▸ STORED DATA:
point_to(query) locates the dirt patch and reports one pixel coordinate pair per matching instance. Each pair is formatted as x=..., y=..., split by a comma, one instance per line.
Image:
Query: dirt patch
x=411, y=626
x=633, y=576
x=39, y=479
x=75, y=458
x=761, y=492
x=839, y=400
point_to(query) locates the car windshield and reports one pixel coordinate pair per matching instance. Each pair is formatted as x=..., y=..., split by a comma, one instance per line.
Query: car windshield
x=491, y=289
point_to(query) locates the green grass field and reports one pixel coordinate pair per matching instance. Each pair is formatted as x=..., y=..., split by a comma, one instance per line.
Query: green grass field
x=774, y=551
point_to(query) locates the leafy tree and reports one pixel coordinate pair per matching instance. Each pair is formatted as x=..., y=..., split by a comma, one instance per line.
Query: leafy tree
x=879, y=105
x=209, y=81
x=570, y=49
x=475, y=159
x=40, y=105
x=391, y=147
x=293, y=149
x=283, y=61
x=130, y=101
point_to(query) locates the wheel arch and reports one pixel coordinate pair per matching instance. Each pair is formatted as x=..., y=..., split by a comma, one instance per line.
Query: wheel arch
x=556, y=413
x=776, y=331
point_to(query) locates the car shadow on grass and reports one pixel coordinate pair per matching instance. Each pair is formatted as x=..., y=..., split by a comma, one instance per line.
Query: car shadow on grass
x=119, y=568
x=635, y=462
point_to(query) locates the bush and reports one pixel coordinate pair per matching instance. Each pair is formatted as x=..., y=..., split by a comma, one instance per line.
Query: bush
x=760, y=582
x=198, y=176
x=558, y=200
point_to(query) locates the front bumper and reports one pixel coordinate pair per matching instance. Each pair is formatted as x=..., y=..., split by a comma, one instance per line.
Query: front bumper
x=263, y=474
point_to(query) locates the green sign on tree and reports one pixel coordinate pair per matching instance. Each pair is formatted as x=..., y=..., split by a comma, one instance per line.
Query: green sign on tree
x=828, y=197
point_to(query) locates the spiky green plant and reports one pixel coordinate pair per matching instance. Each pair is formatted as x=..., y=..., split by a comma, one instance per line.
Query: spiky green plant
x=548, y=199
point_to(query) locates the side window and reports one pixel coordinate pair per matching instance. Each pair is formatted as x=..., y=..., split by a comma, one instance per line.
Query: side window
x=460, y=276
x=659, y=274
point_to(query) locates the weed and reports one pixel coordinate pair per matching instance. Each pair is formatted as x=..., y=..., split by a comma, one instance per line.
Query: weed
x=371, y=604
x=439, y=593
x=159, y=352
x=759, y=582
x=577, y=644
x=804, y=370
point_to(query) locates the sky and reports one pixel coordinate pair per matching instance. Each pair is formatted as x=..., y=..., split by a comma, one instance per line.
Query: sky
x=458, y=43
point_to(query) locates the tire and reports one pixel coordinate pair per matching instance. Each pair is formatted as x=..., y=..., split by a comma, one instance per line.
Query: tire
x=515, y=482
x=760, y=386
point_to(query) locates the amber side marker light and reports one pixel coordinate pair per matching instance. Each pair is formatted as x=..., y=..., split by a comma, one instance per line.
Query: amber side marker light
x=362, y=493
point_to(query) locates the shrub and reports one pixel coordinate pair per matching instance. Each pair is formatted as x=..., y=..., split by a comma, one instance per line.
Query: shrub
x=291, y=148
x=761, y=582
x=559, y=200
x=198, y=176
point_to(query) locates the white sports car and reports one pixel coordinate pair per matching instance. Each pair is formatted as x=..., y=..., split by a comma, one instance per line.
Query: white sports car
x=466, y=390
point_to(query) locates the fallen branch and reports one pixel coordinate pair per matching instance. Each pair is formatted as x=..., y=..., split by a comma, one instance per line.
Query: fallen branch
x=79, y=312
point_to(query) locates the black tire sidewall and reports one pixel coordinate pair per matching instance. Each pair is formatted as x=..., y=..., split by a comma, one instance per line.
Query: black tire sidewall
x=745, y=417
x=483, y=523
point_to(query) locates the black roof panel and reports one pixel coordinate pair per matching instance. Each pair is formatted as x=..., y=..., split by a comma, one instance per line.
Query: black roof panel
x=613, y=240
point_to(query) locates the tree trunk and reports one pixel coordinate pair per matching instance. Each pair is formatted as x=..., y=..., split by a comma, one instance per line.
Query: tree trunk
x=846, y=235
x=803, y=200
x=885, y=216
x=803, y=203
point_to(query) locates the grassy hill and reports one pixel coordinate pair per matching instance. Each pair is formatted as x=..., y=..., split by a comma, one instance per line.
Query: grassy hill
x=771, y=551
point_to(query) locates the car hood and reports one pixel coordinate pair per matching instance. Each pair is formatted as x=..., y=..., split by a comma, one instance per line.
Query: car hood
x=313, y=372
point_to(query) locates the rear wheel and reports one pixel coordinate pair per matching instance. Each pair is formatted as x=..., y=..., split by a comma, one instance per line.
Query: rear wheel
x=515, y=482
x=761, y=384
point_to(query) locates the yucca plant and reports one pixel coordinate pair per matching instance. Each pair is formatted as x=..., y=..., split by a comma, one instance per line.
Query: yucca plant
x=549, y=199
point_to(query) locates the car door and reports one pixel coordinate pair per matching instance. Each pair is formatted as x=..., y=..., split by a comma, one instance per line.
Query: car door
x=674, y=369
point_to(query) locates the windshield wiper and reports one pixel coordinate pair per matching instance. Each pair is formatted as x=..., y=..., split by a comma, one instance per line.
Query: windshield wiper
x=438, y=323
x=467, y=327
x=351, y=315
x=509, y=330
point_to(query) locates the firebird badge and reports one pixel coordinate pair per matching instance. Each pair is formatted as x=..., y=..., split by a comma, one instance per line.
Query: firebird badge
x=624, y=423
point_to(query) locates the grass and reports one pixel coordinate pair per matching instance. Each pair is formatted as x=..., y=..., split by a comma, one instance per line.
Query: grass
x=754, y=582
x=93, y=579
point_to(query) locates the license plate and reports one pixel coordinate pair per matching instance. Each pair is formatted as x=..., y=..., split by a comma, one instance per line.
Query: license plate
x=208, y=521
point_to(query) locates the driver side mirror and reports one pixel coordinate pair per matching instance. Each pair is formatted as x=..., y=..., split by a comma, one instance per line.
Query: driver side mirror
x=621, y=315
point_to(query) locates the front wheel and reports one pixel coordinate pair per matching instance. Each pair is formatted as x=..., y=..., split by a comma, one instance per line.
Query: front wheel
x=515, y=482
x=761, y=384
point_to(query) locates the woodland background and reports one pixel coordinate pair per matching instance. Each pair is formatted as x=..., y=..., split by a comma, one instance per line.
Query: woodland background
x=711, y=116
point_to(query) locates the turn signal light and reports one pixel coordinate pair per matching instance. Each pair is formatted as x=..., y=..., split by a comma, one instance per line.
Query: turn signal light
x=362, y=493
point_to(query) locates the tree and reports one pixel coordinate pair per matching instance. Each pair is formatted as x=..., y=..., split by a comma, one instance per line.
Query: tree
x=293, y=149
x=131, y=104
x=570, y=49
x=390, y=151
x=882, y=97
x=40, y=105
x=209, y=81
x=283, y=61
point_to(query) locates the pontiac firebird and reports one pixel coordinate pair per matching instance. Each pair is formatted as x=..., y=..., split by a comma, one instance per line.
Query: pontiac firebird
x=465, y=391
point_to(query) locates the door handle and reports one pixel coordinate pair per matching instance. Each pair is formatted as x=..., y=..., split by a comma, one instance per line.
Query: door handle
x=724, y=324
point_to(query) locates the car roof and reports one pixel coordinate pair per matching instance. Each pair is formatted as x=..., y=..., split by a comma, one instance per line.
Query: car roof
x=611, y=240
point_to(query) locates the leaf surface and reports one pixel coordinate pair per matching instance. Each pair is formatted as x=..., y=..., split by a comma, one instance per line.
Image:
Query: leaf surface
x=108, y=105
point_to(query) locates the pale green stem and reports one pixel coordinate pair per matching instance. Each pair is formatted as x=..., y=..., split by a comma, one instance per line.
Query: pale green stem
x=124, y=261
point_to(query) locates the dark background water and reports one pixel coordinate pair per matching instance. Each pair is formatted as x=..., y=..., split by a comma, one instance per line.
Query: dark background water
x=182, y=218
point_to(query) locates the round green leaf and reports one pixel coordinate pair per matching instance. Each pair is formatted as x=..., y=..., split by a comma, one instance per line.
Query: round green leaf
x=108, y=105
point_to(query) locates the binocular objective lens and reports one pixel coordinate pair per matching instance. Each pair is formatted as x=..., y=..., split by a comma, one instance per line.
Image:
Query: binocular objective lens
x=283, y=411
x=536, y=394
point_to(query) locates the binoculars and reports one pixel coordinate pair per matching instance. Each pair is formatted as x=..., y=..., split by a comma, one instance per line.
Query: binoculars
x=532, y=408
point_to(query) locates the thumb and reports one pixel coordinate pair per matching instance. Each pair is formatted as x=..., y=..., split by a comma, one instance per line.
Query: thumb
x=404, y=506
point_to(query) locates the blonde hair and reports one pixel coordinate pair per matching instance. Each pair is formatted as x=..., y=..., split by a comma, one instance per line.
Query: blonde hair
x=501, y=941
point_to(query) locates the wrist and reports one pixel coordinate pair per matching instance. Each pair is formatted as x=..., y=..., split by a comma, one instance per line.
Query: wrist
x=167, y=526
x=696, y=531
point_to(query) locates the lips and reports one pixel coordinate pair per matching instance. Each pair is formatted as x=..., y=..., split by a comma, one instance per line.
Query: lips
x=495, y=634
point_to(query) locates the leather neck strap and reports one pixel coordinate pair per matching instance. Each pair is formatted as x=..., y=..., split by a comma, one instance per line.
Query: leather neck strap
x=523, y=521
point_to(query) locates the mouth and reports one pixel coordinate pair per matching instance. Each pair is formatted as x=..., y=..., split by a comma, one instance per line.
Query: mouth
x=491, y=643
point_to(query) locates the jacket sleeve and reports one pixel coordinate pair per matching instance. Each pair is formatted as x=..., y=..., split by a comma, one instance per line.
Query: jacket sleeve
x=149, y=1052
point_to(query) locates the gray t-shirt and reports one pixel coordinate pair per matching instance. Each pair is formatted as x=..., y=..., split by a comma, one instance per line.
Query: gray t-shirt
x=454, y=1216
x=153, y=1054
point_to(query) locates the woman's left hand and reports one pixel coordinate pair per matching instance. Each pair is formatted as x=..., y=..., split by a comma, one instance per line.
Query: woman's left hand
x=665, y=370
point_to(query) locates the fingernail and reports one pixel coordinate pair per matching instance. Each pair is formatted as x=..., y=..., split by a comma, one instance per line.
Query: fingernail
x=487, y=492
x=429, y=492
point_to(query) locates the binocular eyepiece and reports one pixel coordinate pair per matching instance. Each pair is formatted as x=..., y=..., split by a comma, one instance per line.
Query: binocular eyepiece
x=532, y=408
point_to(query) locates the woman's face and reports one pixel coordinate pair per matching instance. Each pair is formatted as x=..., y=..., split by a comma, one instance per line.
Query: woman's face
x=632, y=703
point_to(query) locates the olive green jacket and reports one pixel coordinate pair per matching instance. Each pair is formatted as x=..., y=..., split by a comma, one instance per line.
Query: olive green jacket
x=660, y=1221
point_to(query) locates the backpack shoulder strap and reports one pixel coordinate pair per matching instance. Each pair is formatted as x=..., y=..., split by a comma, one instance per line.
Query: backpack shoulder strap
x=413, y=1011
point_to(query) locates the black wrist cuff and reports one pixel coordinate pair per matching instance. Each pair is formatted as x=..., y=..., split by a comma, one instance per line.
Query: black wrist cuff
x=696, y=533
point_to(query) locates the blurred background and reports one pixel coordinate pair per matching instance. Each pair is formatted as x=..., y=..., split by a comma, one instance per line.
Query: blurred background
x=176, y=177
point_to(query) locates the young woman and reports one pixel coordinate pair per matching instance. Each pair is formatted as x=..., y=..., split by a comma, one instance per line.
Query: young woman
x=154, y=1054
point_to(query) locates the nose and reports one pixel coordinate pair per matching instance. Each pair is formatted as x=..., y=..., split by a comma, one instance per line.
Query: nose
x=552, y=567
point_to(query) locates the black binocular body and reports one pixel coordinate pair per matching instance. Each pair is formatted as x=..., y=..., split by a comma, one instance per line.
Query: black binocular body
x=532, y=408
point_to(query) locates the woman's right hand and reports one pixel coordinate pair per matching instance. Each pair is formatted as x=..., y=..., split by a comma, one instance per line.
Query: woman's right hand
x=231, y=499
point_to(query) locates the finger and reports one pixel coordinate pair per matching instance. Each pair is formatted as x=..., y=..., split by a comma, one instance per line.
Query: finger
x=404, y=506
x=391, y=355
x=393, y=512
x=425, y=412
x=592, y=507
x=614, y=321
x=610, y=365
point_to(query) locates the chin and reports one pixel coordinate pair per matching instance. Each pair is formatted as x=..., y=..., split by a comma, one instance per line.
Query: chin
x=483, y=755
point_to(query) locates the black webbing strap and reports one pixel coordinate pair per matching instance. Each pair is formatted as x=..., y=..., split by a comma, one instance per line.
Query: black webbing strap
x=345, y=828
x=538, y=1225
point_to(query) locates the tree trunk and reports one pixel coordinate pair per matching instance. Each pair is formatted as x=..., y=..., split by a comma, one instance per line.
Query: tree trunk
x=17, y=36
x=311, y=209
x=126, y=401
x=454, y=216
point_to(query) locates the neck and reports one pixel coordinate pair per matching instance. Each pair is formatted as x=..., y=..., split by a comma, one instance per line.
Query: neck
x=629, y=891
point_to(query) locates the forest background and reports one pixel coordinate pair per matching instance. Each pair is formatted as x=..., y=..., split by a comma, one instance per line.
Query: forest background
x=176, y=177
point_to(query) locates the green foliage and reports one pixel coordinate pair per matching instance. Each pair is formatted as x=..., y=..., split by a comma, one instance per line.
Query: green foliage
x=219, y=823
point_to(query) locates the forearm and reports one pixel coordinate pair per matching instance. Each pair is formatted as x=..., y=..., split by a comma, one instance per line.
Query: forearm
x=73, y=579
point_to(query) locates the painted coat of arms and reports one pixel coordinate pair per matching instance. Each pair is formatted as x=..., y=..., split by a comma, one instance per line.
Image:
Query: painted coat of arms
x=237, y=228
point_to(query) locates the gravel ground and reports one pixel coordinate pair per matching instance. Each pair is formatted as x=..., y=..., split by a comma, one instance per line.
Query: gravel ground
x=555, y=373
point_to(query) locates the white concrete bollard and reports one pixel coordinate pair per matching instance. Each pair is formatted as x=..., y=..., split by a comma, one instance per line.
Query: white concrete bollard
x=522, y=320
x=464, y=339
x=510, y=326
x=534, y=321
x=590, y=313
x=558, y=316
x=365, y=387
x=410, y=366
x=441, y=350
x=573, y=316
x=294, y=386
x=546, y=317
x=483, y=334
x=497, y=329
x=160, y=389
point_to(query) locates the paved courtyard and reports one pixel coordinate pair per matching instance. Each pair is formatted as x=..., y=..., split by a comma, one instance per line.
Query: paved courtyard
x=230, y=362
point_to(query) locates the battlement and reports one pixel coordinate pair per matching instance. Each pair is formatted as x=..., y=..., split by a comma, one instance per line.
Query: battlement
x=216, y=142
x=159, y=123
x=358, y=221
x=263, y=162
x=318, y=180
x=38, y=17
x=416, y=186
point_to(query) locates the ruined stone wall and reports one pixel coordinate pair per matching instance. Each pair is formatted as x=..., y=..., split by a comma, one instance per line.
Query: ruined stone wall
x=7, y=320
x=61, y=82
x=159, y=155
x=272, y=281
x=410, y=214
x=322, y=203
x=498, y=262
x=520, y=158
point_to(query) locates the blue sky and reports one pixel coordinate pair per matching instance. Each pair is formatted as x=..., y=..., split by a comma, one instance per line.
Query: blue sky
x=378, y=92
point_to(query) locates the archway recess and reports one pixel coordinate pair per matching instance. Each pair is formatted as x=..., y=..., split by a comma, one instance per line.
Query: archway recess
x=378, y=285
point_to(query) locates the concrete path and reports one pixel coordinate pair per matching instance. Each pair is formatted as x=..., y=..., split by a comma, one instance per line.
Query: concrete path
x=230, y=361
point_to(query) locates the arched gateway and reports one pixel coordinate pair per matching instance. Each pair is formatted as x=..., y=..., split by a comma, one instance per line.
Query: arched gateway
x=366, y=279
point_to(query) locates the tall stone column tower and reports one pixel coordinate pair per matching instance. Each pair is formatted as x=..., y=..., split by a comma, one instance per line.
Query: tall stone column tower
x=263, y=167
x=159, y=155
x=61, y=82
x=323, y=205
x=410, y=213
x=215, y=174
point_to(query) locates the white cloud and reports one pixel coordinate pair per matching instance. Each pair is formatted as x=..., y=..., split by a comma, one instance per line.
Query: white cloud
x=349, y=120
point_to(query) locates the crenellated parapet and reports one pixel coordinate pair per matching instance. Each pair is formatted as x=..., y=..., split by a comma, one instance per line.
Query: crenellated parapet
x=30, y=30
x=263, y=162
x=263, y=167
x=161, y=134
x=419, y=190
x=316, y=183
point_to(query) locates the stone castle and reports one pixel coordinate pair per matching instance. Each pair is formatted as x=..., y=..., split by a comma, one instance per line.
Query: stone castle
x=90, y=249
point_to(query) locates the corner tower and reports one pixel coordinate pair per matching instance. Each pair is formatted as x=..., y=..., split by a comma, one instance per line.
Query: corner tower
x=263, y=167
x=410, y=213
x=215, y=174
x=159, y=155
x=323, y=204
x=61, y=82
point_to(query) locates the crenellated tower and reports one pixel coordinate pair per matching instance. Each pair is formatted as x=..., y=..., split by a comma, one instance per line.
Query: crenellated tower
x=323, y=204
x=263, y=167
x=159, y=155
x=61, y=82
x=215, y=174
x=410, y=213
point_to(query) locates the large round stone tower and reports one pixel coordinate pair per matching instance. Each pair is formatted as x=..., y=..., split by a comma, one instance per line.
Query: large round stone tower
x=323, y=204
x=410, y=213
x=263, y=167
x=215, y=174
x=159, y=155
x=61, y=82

▸ TASK PROMPT: Copy the records above exactly, beginning at the line that contains "point_to(query) locates the front bumper" and stopping after the line that contains "point_to(query) locates the white sports".

▸ COMPLETED TASK:
point_to(query) locates the front bumper and reports one pixel coordinate pair per matching instance. Each pair is formatted as x=..., y=..., split by a comma, one instance per line.
Query: front bumper
x=263, y=474
point_to(query) locates the green sign on tree and reports one pixel coordinate pair per matching instance. Each pair is formatted as x=..., y=..., split by a comma, one instance per line.
Query: green sign on tree
x=828, y=197
point_to(query) locates the spiky green plant and reports one pixel coordinate pair per matching instance. Each pair is formatted as x=..., y=..., split by a comma, one instance per line.
Query: spiky green plant
x=548, y=199
point_to(query) locates the side window and reports one pixel coordinate pair per matching instance. Each pair is formatted as x=..., y=..., split by a comma, one instance per line.
Query: side window
x=460, y=276
x=659, y=274
point_to(query) locates the weed and reports one pixel coordinate pair per matching instance. Each pair is formatted as x=..., y=..., split by a comma, one instance per line.
Query: weed
x=371, y=604
x=439, y=593
x=159, y=352
x=759, y=582
x=577, y=644
x=804, y=370
point_to(query) locates the sky and reports one pixel coordinate pair per matching instance. Each pair is formatted as x=..., y=..., split by a comma, one instance per line.
Query: sky
x=458, y=43
point_to(query) locates the tire and reports one pixel coordinate pair per matching instance. Each pair is formatted as x=..., y=..., split by a comma, one instance per line.
Query: tire
x=515, y=482
x=760, y=386
point_to(query) locates the amber side marker light and reports one pixel coordinate pair per matching instance. Each pair is formatted as x=..., y=..., split by a comma, one instance per line.
Query: amber side marker light
x=362, y=493
point_to(query) locates the shrub and reports one pixel coordinate pair per matching instance. Each pair is formatted as x=..., y=..., split by a comma, one instance per line.
Query: shrub
x=291, y=148
x=761, y=582
x=559, y=200
x=198, y=176
point_to(query) locates the white sports car and reports one pixel coordinate pair per matching instance. Each pair is formatted as x=..., y=..., split by a comma, one instance per line.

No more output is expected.